Job A: List every function in the C++ question that is declared constexpr.
Job B: Return each line of the entries that contains the string "shoulder".

Quoted passage:
C++ - ampersand+brackets array syntax?

Question

On this site, they give this example of a literal class:

#include <iostream>
#include <stdexcept>

class conststr
{
    const char* p;
    std::size_t sz;
public:
    template<std::size_t N>
    constexpr conststr(const char(&a)[N]) : p(a), sz(N - 1) {}

    constexpr char operator[](std::size_t n) const
    {
        return n < sz ? p[n] : throw std::out_of_range("");
    }
    constexpr std::size_t size() const { return sz; }
};

constexpr std::size_t countlower(conststr s, std::size_t n = 0,
                                             std::size_t c = 0)
{
    return n == s.size() ? c :
           s[n] >= 'a' && s[n] <= 'z' ? countlower(s, n + 1, c + 1) :
                                        countlower(s, n + 1, c);
}

// output function that requires a compile-time constant, for testing
template<int n>
struct constN
{
    constN() { std::cout << n << '\n'; }
};

int main()

Given data:
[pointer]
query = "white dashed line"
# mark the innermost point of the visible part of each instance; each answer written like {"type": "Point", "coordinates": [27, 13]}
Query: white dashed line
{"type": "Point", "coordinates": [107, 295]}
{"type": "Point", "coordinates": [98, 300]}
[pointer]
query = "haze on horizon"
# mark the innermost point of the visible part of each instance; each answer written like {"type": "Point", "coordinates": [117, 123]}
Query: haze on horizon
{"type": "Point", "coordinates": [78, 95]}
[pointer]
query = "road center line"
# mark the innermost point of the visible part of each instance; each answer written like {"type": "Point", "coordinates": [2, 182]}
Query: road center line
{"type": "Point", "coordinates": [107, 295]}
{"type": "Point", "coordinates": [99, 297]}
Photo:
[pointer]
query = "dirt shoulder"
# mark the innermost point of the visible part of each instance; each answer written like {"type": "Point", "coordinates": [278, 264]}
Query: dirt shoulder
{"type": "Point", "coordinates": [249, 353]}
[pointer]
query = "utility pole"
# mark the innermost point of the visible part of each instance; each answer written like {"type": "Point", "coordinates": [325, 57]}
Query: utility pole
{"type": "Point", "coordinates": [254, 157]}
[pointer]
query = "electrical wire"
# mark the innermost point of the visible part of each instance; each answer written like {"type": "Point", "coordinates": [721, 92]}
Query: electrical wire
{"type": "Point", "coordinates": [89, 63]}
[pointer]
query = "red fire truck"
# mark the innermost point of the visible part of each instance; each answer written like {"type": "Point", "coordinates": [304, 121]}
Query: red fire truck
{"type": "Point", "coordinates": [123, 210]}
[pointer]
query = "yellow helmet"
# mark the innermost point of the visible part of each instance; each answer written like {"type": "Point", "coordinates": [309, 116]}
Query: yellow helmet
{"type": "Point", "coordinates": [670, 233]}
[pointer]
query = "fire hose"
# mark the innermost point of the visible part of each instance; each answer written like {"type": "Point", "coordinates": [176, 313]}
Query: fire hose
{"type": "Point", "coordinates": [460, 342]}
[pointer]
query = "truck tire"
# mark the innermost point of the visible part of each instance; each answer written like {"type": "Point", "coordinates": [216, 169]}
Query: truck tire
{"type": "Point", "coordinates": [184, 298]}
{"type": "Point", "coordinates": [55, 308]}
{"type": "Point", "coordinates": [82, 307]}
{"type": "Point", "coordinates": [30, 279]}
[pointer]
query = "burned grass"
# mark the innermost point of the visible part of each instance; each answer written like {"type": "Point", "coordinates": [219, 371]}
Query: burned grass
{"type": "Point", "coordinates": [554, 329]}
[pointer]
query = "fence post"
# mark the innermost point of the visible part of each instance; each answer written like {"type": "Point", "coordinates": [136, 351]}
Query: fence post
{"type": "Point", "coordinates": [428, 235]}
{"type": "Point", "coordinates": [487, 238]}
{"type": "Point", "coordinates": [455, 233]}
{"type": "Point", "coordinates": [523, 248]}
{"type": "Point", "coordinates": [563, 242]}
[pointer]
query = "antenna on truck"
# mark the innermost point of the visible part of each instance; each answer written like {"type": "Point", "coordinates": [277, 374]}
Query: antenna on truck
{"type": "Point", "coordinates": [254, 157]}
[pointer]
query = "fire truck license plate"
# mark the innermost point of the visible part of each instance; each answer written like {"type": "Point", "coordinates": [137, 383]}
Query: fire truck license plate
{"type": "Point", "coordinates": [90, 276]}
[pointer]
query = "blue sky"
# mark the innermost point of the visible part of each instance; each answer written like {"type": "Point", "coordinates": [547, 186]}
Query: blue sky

Task solution A:
- The conststr constructor, conststr(const char(&a)[N])
- operator[](std::size_t n)
- size()
- countlower(conststr s, std::size_t n, std::size_t c)

Task solution B:
query = "dirt shoulder"
Query: dirt shoulder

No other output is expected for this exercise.